Open main menu

OpenVZ Virtuozzo Containers Wiki β

Download/kernel/rhel5/028stab059.3/changes

< Download‎ | kernel‎ | rhel5‎ | 028stab059.3
Revision as of 15:44, 24 October 2008 by Kir (talk | contribs) (gfs not working)

Contents

Changes

Since 028stab057.2:

Compatibility

  • gfs.ko module can not be loaded. If you depend on this, please use previous stable kernel.

Configs

Same as in 028stab057.2.


Patches

diff-cpt-synwait-restore-lock-20080821

Patch from Pavel Emelianov <xemul@openvz.org>

cpt: lock sock before restoring its synwait queue

This new socket already has all the necessary TCP timers armed, so tcp_keepalive_timer can fire during the rst_restore_synwait_queue and (for the latter being lockless) can spoil the queue.

+--

= YOUR INSTRUCTIONS =
Extend the OpenVZ kernel changelog above, starting right after its last sentence.

= PROVIDED DATA =
+--

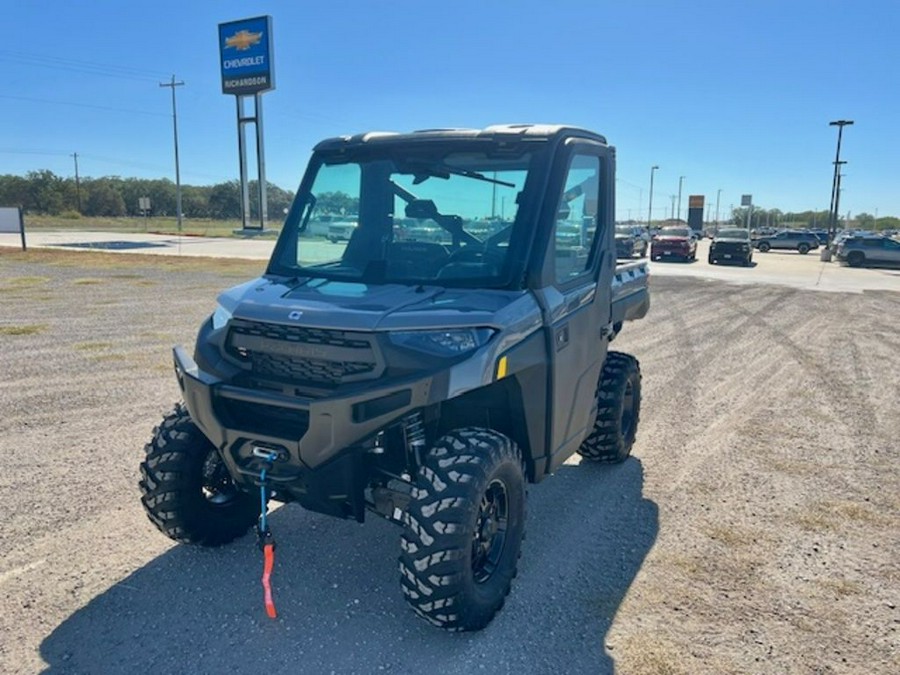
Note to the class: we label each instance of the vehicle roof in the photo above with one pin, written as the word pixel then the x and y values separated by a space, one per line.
pixel 496 132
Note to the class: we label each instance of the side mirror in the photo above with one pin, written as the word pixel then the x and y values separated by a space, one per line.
pixel 421 208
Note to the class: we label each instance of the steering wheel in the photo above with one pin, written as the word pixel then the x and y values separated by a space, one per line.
pixel 468 253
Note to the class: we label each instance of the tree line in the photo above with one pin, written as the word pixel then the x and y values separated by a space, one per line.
pixel 760 218
pixel 45 193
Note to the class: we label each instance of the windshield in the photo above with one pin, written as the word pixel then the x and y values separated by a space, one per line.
pixel 408 215
pixel 674 232
pixel 733 234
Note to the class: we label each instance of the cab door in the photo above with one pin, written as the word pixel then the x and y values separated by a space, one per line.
pixel 577 299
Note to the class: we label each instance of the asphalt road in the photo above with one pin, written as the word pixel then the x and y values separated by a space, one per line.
pixel 762 403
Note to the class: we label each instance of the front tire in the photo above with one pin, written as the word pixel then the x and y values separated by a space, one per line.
pixel 463 529
pixel 186 489
pixel 618 410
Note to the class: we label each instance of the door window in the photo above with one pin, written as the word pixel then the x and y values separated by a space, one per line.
pixel 576 218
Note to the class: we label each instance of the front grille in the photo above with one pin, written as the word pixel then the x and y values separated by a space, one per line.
pixel 295 354
pixel 729 247
pixel 315 336
pixel 307 370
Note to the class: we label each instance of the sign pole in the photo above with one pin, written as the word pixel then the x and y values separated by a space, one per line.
pixel 261 165
pixel 242 157
pixel 245 58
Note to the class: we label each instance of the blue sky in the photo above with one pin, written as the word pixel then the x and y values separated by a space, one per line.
pixel 733 96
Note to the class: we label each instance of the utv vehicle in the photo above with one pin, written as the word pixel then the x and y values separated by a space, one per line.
pixel 426 382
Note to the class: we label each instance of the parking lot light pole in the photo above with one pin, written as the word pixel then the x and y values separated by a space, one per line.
pixel 650 206
pixel 835 193
pixel 174 84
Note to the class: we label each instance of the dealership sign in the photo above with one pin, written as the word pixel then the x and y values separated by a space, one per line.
pixel 245 56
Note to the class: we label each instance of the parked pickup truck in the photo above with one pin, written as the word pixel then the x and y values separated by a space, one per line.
pixel 423 381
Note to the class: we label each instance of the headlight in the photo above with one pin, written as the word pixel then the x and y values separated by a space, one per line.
pixel 220 317
pixel 452 342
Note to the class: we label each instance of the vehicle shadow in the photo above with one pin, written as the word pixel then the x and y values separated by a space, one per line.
pixel 730 263
pixel 340 608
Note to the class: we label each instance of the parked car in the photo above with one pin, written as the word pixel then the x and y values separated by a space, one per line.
pixel 821 235
pixel 731 245
pixel 341 230
pixel 674 242
pixel 630 242
pixel 860 251
pixel 844 235
pixel 789 240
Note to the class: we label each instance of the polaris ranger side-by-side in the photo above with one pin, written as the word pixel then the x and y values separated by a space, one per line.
pixel 452 350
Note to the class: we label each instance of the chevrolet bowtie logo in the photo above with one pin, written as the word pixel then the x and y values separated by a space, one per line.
pixel 243 40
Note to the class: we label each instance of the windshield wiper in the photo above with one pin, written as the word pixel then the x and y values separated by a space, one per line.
pixel 444 171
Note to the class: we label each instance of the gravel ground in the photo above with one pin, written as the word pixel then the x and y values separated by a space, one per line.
pixel 754 530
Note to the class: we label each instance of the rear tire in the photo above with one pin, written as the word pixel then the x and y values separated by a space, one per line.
pixel 618 410
pixel 463 529
pixel 186 489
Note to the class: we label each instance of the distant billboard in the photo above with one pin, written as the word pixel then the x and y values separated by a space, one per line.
pixel 245 56
pixel 695 212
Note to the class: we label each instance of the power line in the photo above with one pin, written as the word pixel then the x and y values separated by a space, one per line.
pixel 74 65
pixel 83 105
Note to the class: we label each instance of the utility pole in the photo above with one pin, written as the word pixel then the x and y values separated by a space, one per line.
pixel 77 182
pixel 836 181
pixel 718 194
pixel 174 84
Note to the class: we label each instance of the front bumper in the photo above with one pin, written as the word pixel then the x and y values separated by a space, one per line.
pixel 307 434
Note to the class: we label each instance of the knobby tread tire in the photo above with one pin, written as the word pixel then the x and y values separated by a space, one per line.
pixel 172 487
pixel 436 570
pixel 607 442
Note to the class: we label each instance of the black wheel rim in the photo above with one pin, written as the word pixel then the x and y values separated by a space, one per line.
pixel 216 484
pixel 489 537
pixel 628 409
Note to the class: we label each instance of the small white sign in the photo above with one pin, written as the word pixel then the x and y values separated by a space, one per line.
pixel 10 220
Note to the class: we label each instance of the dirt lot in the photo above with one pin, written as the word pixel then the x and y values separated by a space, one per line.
pixel 754 530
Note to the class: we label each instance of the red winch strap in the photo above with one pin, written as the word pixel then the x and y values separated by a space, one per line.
pixel 269 553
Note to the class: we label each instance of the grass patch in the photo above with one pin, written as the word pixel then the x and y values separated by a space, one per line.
pixel 32 329
pixel 108 357
pixel 27 281
pixel 842 588
pixel 648 656
pixel 835 515
pixel 93 346
pixel 97 260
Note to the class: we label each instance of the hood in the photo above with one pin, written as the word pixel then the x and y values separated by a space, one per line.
pixel 341 305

+--

= OUTPUT FOR THIS EXERCISE =
Locking in the restoring procedure is requires.

Bug #118912.

diff-fs-quotcompat-xencomp-fix-20080806

Patch from Marat Stanichenko <mstanichenko@openvz.org>

quota: Compilation fix for XEN kernels

CONFIG_QUOTA_COMPAT is not enabled in Xen config so we bump into the problem of undefined structures.

Bug #118177.

diff-ms-add-limits_h-to-sumversions_c-20080820

Patch from Pavel Emelianov <xemul@openvz.org>

Fix sumversion.c compilation with some modern compilers

OpenVZ Bug #951.

diff-ms-cifs-lanman-off-compilation-20080820

Patch from Pavel Emelianov <xemul@openvz.org>

cifs: fix compilation for no-lanman case

backported mainstream commit 516897a208bc1423d561ce2ccce0624c3b652275

OpenVZ Bug #951.

diff-ms-fix-xfrm-compilation-20080818

Patch from Vitaliy Gusev <vgusev@openvz.org>

[PATCH] Fix compilation error when CONFIG_XFRM is not set.

OpenVZ Bug #963.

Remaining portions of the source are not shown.